╭──
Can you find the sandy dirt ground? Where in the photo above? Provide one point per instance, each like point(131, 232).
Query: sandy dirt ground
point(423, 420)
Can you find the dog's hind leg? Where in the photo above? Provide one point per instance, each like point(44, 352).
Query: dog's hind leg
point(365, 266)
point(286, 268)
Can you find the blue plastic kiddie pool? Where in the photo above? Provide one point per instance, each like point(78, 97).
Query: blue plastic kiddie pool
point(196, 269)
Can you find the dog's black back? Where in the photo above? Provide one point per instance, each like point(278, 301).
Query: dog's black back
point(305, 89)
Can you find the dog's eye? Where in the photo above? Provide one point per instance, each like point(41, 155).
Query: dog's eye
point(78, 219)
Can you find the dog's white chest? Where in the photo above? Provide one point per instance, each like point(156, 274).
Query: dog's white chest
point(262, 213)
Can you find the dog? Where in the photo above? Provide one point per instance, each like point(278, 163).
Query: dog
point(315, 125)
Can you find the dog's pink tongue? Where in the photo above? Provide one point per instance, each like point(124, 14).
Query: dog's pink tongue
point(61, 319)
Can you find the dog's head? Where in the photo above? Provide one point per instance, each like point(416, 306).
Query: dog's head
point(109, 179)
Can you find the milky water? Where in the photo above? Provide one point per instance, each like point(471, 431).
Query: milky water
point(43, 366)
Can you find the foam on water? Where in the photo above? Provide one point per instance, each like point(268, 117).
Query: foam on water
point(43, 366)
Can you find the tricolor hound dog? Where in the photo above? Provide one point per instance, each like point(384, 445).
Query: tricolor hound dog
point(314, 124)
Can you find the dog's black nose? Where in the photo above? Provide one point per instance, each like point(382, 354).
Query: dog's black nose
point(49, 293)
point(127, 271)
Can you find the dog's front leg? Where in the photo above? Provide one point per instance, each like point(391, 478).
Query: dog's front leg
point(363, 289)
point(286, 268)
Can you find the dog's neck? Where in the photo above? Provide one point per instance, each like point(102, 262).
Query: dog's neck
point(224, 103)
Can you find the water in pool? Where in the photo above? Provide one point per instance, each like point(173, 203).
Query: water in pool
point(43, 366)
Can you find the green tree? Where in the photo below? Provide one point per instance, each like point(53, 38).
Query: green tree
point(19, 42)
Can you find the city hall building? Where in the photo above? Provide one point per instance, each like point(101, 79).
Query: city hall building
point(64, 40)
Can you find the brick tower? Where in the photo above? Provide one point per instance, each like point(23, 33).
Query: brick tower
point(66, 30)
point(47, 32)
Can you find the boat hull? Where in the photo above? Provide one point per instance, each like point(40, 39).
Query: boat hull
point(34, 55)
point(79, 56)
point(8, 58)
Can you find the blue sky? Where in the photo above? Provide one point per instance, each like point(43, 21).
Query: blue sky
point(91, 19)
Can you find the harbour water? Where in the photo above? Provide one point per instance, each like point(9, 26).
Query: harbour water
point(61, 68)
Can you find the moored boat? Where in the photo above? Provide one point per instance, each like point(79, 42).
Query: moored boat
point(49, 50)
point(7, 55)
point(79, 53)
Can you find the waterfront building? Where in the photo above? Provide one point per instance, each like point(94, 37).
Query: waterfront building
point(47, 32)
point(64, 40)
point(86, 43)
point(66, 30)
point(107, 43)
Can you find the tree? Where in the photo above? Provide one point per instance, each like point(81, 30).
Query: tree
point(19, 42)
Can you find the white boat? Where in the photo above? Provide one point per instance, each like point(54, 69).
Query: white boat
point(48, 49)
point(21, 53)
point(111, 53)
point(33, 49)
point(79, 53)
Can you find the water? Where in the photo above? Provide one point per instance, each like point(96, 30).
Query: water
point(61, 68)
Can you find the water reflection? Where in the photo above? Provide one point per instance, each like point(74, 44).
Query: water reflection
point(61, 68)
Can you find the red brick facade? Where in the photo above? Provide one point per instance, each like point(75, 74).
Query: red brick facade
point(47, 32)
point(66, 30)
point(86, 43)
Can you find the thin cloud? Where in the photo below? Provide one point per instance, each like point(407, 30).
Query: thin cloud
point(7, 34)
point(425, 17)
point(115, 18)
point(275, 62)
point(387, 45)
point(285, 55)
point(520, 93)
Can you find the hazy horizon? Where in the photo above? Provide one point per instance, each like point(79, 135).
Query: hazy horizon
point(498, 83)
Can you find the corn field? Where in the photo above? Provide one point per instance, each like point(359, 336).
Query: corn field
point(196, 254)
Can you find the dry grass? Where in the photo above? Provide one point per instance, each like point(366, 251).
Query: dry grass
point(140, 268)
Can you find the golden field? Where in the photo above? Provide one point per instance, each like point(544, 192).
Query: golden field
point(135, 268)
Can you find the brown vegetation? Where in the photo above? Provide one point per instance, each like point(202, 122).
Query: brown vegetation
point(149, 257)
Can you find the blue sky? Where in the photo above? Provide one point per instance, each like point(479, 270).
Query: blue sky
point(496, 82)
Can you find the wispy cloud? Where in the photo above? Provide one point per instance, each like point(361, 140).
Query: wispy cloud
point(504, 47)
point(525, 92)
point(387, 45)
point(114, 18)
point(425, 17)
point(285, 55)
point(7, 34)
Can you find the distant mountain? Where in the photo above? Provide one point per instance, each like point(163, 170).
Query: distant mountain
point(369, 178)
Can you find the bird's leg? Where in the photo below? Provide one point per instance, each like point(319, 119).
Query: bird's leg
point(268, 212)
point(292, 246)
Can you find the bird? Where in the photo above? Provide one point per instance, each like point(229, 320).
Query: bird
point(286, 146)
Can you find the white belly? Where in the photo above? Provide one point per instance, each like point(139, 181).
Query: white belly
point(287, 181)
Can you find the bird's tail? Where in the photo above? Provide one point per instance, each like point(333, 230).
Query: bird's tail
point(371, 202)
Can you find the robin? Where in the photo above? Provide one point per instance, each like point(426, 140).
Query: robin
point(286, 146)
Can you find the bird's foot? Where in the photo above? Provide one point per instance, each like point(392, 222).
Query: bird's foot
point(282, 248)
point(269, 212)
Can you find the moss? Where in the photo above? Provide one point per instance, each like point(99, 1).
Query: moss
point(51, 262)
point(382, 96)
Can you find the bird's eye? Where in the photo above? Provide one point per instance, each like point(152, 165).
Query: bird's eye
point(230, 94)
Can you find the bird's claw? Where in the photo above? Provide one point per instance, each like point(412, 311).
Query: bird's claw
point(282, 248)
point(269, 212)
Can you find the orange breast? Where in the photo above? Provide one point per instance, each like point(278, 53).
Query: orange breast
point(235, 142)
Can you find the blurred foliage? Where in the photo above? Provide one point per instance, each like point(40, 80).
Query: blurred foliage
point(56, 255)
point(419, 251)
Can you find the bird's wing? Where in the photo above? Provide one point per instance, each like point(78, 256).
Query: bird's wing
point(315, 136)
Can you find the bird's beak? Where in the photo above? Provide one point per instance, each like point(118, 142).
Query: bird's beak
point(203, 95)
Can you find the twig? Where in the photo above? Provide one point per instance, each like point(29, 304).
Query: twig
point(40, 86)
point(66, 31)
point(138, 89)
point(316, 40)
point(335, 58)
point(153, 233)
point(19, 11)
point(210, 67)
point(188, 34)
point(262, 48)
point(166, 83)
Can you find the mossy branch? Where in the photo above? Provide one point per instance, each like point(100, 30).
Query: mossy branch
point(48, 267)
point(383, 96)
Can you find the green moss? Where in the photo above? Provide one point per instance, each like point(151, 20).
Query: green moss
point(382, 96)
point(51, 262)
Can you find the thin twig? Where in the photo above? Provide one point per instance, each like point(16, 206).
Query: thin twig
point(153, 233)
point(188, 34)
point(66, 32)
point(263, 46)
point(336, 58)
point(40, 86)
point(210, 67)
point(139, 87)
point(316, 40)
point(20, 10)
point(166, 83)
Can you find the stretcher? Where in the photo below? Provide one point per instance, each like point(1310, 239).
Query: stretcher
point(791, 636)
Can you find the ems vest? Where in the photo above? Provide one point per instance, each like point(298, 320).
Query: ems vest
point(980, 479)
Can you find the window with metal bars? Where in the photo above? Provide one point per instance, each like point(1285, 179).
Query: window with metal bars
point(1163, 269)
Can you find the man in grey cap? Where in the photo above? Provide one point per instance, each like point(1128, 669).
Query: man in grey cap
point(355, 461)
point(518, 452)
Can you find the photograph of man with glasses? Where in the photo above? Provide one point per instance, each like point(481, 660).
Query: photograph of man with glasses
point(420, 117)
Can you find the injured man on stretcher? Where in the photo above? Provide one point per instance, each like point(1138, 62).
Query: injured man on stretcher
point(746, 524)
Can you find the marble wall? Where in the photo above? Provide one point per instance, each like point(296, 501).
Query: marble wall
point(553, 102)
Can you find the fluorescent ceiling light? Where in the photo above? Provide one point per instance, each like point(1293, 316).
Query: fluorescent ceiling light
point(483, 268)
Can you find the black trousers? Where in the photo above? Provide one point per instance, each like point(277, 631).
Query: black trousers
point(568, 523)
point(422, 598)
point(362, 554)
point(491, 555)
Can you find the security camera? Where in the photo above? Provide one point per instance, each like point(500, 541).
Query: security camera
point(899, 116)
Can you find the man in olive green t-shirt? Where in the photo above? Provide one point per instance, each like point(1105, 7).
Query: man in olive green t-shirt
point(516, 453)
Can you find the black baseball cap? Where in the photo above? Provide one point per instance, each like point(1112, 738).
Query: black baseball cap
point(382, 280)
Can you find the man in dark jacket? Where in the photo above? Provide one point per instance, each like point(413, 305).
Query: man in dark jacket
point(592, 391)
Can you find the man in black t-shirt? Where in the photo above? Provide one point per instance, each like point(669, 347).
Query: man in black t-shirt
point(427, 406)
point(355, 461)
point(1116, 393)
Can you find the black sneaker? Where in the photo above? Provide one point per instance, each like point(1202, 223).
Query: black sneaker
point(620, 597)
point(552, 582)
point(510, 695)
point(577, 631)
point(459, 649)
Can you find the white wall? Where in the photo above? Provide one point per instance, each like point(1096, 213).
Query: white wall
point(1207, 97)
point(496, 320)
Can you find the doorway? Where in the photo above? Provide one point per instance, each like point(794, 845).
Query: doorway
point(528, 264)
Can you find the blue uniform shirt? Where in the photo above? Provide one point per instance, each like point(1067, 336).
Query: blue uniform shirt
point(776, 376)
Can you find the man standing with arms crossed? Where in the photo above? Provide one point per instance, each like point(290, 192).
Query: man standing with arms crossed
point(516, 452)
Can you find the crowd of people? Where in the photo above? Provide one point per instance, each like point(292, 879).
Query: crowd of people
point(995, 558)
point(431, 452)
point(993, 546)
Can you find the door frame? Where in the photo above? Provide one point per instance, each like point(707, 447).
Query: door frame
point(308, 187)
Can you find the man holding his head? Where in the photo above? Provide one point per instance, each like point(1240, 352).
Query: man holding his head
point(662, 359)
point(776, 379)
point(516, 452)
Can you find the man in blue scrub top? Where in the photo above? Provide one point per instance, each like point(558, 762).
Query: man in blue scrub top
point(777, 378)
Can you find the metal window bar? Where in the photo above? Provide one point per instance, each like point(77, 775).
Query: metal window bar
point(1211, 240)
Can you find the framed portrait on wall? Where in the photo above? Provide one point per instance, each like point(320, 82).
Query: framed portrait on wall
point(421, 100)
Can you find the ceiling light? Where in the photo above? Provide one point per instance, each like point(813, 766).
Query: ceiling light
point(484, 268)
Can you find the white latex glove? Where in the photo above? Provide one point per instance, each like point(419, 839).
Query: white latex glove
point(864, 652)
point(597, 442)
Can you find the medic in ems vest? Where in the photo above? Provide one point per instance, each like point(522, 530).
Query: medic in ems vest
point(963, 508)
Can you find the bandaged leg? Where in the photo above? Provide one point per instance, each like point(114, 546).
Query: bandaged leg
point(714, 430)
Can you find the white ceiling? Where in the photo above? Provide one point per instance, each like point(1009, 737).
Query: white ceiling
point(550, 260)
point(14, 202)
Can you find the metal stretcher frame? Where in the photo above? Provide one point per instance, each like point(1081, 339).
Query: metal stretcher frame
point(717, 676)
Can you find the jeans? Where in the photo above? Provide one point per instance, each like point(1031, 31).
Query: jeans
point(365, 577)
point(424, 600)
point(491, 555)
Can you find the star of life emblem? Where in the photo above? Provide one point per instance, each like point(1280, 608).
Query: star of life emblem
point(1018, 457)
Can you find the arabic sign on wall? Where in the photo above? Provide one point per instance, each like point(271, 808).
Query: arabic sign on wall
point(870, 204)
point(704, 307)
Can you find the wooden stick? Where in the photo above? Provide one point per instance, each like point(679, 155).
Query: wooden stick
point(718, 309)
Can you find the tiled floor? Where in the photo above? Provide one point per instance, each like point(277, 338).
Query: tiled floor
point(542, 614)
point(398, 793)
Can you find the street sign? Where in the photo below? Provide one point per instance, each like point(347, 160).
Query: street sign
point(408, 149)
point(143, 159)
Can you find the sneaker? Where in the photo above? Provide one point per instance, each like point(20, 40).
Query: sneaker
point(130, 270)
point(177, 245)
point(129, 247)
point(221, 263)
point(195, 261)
╰──
■ The problem
Copy out, word for word, the part of the data that runs from the start through the line containing "point(78, 219)", including both ends.

■ Written response
Can you find the sandy dirt ground? Where in the photo above? Provide one point per instance, each like point(131, 232).
Query: sandy dirt ground
point(423, 420)
Can you find the dog's hind leg? Where in the photo above? Provide one point per instance, each like point(44, 352).
Query: dog's hind leg
point(365, 266)
point(286, 268)
Can you find the blue plastic kiddie pool? Where in the photo above? Provide one point per instance, each like point(78, 97).
Query: blue plastic kiddie pool
point(196, 269)
Can you find the dog's black back? Where in the photo above? Provide one point per instance, each like point(278, 301).
Query: dog's black back
point(305, 89)
Can you find the dog's eye? Where in the photo above? Provide one point per instance, each like point(41, 155).
Query: dog's eye
point(78, 219)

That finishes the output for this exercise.